-- Task to complete --
Beginning with the line containing "of the mountain" and ending with the last line, repeat the records exactly.
=======
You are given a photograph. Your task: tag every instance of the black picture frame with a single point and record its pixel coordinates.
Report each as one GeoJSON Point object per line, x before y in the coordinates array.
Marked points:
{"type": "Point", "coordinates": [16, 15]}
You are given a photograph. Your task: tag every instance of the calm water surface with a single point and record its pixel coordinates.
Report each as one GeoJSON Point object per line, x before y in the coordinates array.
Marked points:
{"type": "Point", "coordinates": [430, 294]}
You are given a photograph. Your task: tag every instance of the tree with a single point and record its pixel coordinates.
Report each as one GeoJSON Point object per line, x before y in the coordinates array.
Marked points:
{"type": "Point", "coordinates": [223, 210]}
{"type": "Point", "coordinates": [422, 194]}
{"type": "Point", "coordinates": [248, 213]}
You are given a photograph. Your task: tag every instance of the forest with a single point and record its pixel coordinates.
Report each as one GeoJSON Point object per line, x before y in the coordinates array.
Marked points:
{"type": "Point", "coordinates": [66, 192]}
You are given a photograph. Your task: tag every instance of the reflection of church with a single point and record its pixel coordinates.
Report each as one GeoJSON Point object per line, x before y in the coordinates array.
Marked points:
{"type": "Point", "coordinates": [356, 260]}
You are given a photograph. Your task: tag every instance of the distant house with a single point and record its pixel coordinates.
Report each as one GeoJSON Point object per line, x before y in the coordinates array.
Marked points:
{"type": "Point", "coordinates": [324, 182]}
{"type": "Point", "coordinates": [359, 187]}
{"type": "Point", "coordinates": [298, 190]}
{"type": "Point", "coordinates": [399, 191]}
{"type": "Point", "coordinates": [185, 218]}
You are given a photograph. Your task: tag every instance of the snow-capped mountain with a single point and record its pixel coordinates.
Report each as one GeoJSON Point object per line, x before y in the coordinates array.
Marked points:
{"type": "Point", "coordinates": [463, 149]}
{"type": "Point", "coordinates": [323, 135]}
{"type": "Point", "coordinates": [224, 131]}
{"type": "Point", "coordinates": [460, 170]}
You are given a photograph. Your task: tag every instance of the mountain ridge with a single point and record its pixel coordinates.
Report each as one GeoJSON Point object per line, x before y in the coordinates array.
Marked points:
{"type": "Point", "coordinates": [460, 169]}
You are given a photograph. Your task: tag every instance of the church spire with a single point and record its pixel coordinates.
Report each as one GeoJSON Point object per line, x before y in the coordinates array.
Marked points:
=======
-- Response below --
You are given a photograph. Your task: tag every instance of the mountain ridge with a single point and record its pixel coordinates.
Report each as one GeoJSON Point object per line, x before y in the coordinates array.
Marked points:
{"type": "Point", "coordinates": [460, 169]}
You are given a photograph. Your task: tag every instance of the church spire with a single point and record its pixel coordinates.
Report each as one GeoJSON Point object per line, x before y in the coordinates array.
Marked points:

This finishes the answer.